• What you need to do
Reproduce the part of the Claude TokenVampire page starting with "- Total tokens: input" and going on through "configurable $/1M rates)".

• Quoted passage
Claude TokenVampire
An app that monitors your Claude Code token usage in real time.
Anthropic doesn't show you how much of your current 5-hour session quota you've consumed — ClaudeTokenVampire does.

Full documentation lives on the website:
gabrielmoraru.com/my-delphi-code/token-vampire
How Anthropic's 5-hour window actually works
Session-based, not sliding. Your 5-hour clock starts on your first message and runs for exactly 5 hours regardless of activity, at which point the counter hard-resets. The next session starts on the first message after that reset. Anthropic uses the word "rolling" in their docs but means "cycles session-to-session", not "continuously sliding".
Source: Anthropic support article 12429409 — "if you hit your limit at 2 PM, your next allocation begins at 7 PM, then 12 AM, and so on."

What it does
It puts you in control of your Claude Code tokens:
- Tracks all billable token types: input, output, cache creation, cache reads
- Shows the current 5-hour session with a per-bucket bar chart from
session_start → session_end
- Color-coded bars: green → yellow → red as you approach your limit
- Estimates cost (configurable $/1M token rates)
- Shows cache hit rate and warns when the 5-minute cache gap expires
- Counts down until the session hard-resets (all tokens reset at once, not gradually)
- Tracks the 7-day weekly cap with its own configurable limit and ratio bar
- Top tool calls — a third tab ranks the tools your sessions hit most over the last 7 days, with calls / cost / avg duration
- Runs quietly in the system tray — click the icon to show/hide
- USES 0 TOKENS by default — runs entirely offline, no API calls, no Claude queries (the optional auto-ping feature is opt-in and uses a few tokens per ping)
Features
Data Engine
- Parses all billable token types: input, output, cache creation, cache read
- Sorts entries by timestamp; skips non-
assistant entries
- Detects the current 5-hour session: first message where no predecessor exists within 5h; session runs for exactly 5h from there
- Aggregates only entries inside
[SessionStart, SessionEnd] — matches what Anthropic counts
- Per-project breakdown, sorted descending by token usage
- Configurable bucket width (2-60 minutes per chart bar)
Computed Stats (per session, global and per-project)
- Total tokens: input + output + cache creation + cache read
- Per-type token breakdown
- Message count (assistant turns) in current session
- Cache hit rate:
cache_read / (cache_read + input)
- Cost estimate in USD (four independently configurable $/1M rates)

Natural-language region descriptions
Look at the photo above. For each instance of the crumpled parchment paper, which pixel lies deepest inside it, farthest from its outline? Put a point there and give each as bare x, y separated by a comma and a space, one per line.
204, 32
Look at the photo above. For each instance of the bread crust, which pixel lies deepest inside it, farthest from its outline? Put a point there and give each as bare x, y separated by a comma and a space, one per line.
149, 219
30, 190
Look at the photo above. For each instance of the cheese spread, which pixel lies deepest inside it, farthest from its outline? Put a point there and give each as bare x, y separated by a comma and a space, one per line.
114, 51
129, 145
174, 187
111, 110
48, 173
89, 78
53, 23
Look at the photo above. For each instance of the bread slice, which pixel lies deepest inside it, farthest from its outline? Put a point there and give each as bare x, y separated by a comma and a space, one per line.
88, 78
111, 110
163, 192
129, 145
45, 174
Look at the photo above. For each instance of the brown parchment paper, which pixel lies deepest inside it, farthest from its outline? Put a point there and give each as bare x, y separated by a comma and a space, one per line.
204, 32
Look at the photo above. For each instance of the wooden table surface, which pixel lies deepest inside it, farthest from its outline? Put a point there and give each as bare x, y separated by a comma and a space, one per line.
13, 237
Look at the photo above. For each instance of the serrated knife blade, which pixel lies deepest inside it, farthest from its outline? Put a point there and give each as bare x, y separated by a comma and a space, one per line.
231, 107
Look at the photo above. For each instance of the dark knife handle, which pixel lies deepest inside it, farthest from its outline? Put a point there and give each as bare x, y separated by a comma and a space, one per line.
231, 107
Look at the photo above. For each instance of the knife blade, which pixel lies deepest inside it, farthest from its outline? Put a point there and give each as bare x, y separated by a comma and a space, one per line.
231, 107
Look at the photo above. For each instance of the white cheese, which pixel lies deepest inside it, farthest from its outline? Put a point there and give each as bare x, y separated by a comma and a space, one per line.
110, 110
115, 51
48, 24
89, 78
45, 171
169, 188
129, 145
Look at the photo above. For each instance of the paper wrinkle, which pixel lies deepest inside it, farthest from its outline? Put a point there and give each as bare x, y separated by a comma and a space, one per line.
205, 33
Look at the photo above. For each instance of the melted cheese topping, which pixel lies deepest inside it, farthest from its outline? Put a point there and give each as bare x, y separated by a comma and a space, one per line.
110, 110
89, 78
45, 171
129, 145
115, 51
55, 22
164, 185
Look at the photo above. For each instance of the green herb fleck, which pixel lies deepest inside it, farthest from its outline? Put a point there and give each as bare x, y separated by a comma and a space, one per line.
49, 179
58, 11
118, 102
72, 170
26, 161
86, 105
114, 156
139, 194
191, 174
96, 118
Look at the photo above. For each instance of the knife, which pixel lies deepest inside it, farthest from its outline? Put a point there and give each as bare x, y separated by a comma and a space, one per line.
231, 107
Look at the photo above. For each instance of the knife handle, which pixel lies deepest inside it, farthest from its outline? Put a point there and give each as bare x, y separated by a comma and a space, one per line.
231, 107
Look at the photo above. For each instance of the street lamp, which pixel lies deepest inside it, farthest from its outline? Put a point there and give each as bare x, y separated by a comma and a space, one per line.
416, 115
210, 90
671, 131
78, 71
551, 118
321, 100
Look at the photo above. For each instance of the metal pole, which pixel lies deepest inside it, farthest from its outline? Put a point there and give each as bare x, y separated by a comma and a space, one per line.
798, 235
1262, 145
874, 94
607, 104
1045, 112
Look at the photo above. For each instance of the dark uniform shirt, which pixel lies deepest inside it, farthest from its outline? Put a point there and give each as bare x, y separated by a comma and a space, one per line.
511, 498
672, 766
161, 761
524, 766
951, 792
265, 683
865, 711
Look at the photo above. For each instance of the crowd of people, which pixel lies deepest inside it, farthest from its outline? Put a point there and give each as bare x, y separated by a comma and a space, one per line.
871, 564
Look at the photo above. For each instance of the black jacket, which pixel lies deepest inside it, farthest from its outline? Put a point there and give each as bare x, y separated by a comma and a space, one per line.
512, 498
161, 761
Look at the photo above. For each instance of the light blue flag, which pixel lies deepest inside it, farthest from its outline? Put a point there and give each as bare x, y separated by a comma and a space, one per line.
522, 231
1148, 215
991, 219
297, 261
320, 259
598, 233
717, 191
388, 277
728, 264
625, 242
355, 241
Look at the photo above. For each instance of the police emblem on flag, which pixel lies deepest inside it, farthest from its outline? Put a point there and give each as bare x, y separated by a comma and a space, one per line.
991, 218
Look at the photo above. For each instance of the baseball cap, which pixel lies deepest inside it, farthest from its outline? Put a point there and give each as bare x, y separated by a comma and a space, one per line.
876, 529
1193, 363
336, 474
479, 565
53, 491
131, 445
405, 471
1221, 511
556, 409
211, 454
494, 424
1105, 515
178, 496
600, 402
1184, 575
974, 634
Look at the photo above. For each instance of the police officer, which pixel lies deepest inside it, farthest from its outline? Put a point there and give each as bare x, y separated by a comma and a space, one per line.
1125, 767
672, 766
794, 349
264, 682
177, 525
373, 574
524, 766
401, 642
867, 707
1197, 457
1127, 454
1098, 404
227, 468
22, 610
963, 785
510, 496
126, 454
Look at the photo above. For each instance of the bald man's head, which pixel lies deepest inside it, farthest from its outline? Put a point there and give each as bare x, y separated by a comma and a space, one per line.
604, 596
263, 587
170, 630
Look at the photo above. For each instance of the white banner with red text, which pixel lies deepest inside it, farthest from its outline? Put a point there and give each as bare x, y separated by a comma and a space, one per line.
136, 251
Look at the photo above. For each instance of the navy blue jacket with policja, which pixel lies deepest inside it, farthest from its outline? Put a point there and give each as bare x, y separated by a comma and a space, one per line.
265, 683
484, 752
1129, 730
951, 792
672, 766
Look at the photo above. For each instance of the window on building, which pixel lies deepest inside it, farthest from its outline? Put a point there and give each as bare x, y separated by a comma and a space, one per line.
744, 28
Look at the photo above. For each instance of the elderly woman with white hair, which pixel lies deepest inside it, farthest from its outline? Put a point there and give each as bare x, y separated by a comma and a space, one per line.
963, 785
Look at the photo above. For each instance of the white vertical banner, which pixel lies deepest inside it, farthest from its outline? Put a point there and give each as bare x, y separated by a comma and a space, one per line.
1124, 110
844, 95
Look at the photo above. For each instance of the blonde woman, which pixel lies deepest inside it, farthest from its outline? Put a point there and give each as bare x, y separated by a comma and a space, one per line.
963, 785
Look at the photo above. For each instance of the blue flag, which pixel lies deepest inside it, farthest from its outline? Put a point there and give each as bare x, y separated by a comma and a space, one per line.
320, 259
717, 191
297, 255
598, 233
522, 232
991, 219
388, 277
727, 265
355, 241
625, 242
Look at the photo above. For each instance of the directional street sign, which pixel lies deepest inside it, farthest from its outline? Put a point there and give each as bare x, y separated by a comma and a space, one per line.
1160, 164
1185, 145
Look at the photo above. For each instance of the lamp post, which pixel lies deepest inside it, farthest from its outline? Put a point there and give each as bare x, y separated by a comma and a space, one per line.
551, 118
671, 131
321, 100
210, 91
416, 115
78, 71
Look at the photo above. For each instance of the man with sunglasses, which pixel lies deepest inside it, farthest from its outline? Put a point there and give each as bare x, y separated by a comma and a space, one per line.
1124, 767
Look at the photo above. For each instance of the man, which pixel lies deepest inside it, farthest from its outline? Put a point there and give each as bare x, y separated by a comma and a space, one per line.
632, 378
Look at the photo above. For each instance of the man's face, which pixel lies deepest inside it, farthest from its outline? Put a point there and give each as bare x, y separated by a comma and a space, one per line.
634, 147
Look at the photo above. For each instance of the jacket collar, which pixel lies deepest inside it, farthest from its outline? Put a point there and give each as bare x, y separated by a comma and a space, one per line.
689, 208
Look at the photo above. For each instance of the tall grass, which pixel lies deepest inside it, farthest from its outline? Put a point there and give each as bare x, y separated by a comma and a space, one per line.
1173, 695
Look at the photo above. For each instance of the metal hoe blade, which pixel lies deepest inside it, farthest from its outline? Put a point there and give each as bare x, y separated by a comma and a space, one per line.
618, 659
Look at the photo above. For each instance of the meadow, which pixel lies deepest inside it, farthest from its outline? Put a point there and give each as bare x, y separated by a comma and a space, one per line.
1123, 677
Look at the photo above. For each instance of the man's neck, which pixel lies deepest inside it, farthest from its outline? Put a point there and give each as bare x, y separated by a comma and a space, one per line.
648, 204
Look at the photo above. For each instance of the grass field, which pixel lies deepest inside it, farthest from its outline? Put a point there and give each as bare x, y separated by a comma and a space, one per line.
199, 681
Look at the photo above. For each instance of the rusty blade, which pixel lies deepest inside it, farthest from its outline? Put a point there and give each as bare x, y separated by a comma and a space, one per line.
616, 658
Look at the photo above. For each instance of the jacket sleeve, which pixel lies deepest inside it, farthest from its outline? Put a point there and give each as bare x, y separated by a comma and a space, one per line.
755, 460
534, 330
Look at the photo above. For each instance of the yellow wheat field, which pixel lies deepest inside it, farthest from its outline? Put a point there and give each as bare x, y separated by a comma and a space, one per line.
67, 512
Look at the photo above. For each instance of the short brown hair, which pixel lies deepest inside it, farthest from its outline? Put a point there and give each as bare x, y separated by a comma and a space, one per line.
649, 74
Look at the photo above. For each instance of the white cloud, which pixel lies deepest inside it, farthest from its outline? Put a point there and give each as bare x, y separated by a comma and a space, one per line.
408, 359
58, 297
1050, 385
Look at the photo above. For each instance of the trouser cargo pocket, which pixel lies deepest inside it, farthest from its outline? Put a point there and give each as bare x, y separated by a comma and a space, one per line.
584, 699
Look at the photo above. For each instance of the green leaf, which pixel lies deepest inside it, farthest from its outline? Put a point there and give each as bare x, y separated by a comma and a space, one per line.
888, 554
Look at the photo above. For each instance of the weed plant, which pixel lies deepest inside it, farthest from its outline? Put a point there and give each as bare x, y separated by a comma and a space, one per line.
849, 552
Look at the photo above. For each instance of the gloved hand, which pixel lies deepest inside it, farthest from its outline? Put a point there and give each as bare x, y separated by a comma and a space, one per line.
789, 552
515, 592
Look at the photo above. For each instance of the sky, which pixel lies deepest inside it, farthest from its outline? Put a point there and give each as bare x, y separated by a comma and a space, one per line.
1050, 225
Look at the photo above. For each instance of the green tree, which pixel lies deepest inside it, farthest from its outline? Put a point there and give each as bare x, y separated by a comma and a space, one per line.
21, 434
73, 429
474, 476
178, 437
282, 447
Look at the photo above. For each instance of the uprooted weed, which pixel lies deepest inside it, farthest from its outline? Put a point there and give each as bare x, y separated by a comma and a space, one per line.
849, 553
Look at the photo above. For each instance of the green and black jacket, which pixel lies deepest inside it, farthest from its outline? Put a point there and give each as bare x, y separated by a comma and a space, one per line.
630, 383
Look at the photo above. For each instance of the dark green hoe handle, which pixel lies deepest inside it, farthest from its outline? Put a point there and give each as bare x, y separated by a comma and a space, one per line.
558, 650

• Reply
- Total tokens: input + output + cache creation + cache read
- Per-type token breakdown
- Message count (assistant turns) in current session
- Cache hit rate:
cache_read / (cache_read + input)
- Cost estimate in USD (four independently configurable $/1M rates)